**YOUR INSTRUCTIONS:** Look below for the line containing "Place one keypoint on each instance of the guitar". Output it and each remaining line of the entries exactly, and nothing else.
-------- EXERCISE DATA --------
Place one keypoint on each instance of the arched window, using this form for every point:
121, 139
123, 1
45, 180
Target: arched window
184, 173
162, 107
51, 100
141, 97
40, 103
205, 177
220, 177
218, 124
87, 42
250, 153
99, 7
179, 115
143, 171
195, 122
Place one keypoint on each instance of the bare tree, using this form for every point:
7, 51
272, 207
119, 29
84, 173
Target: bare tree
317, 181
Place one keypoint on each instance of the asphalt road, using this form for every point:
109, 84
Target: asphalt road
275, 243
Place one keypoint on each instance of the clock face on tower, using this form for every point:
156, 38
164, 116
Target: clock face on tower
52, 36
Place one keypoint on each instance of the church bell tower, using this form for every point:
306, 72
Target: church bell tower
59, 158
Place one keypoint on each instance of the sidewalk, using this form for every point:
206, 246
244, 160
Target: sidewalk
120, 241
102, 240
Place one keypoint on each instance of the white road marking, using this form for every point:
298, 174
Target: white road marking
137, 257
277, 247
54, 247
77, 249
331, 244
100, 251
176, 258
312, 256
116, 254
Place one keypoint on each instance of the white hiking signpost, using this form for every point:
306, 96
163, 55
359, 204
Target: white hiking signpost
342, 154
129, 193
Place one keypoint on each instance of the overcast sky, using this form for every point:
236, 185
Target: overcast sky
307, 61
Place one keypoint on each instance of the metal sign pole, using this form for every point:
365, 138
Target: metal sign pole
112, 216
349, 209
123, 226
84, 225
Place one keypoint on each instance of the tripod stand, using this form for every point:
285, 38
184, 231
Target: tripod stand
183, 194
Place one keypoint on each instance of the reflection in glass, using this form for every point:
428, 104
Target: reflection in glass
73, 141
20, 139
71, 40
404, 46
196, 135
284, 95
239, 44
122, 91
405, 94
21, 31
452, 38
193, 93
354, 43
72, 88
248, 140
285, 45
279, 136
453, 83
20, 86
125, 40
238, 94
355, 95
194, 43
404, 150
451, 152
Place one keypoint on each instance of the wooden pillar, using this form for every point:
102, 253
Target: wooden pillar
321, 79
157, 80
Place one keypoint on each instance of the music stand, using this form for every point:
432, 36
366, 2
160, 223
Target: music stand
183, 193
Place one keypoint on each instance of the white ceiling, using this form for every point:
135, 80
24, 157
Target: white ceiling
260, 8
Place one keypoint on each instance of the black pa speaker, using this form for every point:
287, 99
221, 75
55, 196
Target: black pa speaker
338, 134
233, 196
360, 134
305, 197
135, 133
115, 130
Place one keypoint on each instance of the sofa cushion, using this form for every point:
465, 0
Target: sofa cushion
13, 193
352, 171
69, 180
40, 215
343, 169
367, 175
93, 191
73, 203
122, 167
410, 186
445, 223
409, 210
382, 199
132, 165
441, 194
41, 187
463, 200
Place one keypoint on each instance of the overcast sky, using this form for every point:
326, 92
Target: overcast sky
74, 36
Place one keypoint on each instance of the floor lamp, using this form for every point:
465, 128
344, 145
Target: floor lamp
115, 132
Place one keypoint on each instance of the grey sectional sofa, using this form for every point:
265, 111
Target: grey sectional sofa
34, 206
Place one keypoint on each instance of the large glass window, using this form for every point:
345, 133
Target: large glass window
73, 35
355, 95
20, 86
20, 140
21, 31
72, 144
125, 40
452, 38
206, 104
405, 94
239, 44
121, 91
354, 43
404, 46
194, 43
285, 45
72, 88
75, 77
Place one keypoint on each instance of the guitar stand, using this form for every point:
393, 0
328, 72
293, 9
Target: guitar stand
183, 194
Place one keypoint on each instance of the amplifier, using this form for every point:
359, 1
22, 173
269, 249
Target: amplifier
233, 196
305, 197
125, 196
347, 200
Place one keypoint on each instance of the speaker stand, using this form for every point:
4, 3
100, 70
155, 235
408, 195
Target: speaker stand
--------
**COMPLETED TASK:**
Place one keypoint on each instance of the guitar stand, using this form for every point:
393, 0
328, 72
293, 9
Target: guitar stand
183, 194
Place one keypoint on each instance of the amplifier, using this form for every point:
359, 1
22, 173
269, 249
Target: amplifier
233, 196
305, 197
125, 196
347, 200
Place one keypoint on each instance of the speaker stand, using this form for every point:
4, 3
100, 70
155, 235
408, 195
Target: speaker stand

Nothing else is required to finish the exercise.